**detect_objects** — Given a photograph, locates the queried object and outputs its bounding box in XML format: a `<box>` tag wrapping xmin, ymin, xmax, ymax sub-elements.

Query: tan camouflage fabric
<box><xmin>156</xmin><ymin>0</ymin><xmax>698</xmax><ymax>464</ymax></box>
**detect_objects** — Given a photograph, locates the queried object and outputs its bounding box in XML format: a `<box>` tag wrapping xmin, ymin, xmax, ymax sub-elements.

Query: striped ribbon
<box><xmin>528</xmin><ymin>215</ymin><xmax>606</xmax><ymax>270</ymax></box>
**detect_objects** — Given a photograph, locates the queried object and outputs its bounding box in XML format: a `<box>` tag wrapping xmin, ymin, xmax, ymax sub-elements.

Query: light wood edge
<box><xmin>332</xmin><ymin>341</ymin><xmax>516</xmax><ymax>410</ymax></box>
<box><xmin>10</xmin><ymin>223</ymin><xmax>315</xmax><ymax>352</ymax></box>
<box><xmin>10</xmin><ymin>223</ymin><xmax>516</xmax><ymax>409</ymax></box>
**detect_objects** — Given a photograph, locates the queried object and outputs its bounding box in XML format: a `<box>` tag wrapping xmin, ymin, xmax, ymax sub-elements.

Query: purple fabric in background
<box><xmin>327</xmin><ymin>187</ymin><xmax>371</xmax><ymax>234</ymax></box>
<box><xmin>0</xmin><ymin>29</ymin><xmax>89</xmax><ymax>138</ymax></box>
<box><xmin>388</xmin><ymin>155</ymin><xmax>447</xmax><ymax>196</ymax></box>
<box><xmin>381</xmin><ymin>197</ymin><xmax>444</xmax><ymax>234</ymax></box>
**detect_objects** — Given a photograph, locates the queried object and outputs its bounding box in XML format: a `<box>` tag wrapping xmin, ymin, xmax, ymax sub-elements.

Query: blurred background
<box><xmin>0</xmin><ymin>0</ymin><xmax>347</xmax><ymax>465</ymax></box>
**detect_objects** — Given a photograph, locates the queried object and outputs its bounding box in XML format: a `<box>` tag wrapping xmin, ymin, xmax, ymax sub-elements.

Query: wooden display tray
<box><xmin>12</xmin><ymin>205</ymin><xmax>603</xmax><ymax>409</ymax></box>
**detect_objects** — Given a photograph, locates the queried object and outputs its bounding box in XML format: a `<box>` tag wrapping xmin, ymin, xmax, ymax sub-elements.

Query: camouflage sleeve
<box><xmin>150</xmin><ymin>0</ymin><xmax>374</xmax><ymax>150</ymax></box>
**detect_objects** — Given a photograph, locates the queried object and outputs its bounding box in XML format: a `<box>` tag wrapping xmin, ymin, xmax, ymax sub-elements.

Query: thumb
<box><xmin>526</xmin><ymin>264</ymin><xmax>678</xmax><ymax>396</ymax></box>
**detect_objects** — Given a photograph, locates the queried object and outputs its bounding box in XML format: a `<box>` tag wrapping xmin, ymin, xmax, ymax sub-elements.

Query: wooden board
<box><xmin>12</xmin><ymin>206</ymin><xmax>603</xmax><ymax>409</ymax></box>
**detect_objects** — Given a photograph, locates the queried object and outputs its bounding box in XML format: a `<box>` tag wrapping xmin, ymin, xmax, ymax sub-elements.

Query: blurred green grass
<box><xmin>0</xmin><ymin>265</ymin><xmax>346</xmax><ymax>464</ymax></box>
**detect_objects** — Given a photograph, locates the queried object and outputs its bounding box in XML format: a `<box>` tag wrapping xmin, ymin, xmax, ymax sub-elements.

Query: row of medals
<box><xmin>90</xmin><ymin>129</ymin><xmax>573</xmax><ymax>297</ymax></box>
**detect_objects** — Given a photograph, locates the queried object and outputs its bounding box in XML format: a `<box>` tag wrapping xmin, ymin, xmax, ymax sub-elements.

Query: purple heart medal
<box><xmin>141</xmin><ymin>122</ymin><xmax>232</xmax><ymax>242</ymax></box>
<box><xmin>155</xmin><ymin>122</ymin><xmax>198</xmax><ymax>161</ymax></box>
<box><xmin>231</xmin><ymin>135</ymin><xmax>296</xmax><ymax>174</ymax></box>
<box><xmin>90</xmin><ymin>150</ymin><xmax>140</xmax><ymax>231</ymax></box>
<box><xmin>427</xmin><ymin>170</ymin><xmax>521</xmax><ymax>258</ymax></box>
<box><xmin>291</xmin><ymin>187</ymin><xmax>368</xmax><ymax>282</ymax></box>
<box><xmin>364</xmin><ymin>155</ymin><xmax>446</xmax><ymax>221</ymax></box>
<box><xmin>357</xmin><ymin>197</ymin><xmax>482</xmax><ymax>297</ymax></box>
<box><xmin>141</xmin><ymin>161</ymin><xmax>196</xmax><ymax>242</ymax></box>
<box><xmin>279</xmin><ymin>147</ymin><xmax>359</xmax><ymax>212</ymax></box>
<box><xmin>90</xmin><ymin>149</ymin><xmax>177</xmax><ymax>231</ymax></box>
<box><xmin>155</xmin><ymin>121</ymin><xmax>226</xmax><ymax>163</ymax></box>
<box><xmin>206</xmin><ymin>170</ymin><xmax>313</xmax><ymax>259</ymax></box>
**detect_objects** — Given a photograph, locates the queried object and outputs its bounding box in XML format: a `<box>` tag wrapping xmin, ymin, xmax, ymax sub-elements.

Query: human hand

Task brief:
Quote the listing in full, please, keeping every line exact.

Expected answer:
**detect_objects** — Given a photograph, locates the queried object and outputs its bounding box in XML format: a `<box>` tag wrapping xmin, ymin, xmax, ymax sub-elements.

Query: tan camouflage fabric
<box><xmin>156</xmin><ymin>0</ymin><xmax>698</xmax><ymax>464</ymax></box>
**detect_objects** — Given a photograph, locates the queried object and outputs its bounding box in XML format: a `<box>` tag wrapping xmin, ymin, xmax, ymax sub-elements.

Query: striped ribbon
<box><xmin>528</xmin><ymin>215</ymin><xmax>606</xmax><ymax>270</ymax></box>
**detect_objects** — Given a photograph, locates the queried object and outputs its bounding box in XML format: a `<box>` tag wrapping xmin, ymin, xmax, ymax sub-elements.

Query: light wood edge
<box><xmin>332</xmin><ymin>341</ymin><xmax>516</xmax><ymax>410</ymax></box>
<box><xmin>10</xmin><ymin>223</ymin><xmax>315</xmax><ymax>352</ymax></box>
<box><xmin>10</xmin><ymin>223</ymin><xmax>516</xmax><ymax>409</ymax></box>
**detect_objects** — Given a photograph, locates the queried object and outputs its bounding box in XML format: a `<box>` tag wrapping xmin, ymin, xmax, ymax sub-elements.

Query: purple fabric in background
<box><xmin>327</xmin><ymin>187</ymin><xmax>371</xmax><ymax>234</ymax></box>
<box><xmin>0</xmin><ymin>29</ymin><xmax>89</xmax><ymax>138</ymax></box>
<box><xmin>388</xmin><ymin>155</ymin><xmax>447</xmax><ymax>196</ymax></box>
<box><xmin>381</xmin><ymin>197</ymin><xmax>444</xmax><ymax>234</ymax></box>
**detect_objects** — Given a photograph, locates the queried object and outputs its bounding box in XML format: a `<box>` tag wrapping xmin, ymin, xmax, ymax sub-elements.

Query: blurred background
<box><xmin>0</xmin><ymin>0</ymin><xmax>347</xmax><ymax>465</ymax></box>
**detect_objects** — Given a photograph, locates the queried object and outputs its bounding box in XML format: a `<box>` tag wrapping xmin, ymin, xmax, ymax sub-elements.

Query: wooden display tray
<box><xmin>12</xmin><ymin>205</ymin><xmax>603</xmax><ymax>409</ymax></box>
**detect_objects** — Given a photograph, locates the queried object and outputs its bounding box in XML format: a `<box>` tag wrapping xmin, ymin, xmax, ymax sub-elements.

Query: camouflage sleeve
<box><xmin>150</xmin><ymin>0</ymin><xmax>374</xmax><ymax>150</ymax></box>
**detect_objects** — Given a photograph, locates the queried object and outputs its bounding box in XML format: a `<box>` tag wrapping xmin, ymin, xmax, ymax sub-elements.

Query: thumb
<box><xmin>526</xmin><ymin>264</ymin><xmax>678</xmax><ymax>396</ymax></box>
**detect_objects** — Given a photograph, locates the queried object and outputs its bounding box in XML format: a `<box>` tag wrapping xmin, ymin, xmax, ymax sub-elements.

Query: wooden board
<box><xmin>12</xmin><ymin>206</ymin><xmax>603</xmax><ymax>409</ymax></box>
**detect_objects** — Given a photograph, locates the queried object and outputs its bounding box in XML format: a `<box>` tag wrapping xmin, ymin, xmax, ymax sub-elements.

Query: blurred green grass
<box><xmin>0</xmin><ymin>265</ymin><xmax>346</xmax><ymax>464</ymax></box>
**detect_objects** — Given a photograph, locates the queried object and outputs its bounding box in XML format: a `<box>` tag wrapping xmin, ymin, xmax, ymax sub-elements.

Query: row of medals
<box><xmin>90</xmin><ymin>129</ymin><xmax>573</xmax><ymax>297</ymax></box>
**detect_objects** — Given a photograph, locates the queried object and outputs its bounding box in XML format: a `<box>` tag wrapping xmin, ymin, xmax, ymax sub-elements.

Query: purple heart medal
<box><xmin>141</xmin><ymin>122</ymin><xmax>232</xmax><ymax>242</ymax></box>
<box><xmin>155</xmin><ymin>122</ymin><xmax>198</xmax><ymax>161</ymax></box>
<box><xmin>231</xmin><ymin>135</ymin><xmax>296</xmax><ymax>174</ymax></box>
<box><xmin>90</xmin><ymin>150</ymin><xmax>140</xmax><ymax>231</ymax></box>
<box><xmin>427</xmin><ymin>170</ymin><xmax>521</xmax><ymax>258</ymax></box>
<box><xmin>291</xmin><ymin>187</ymin><xmax>368</xmax><ymax>282</ymax></box>
<box><xmin>364</xmin><ymin>155</ymin><xmax>446</xmax><ymax>221</ymax></box>
<box><xmin>357</xmin><ymin>197</ymin><xmax>482</xmax><ymax>297</ymax></box>
<box><xmin>141</xmin><ymin>161</ymin><xmax>196</xmax><ymax>242</ymax></box>
<box><xmin>279</xmin><ymin>147</ymin><xmax>359</xmax><ymax>212</ymax></box>
<box><xmin>90</xmin><ymin>149</ymin><xmax>177</xmax><ymax>231</ymax></box>
<box><xmin>155</xmin><ymin>121</ymin><xmax>226</xmax><ymax>163</ymax></box>
<box><xmin>206</xmin><ymin>170</ymin><xmax>313</xmax><ymax>259</ymax></box>
**detect_objects** — Given a photograph, locates the queried object and outputs its bounding box in XML format: a `<box>` tag wrapping xmin, ymin, xmax, ymax sub-elements.

Query: human hand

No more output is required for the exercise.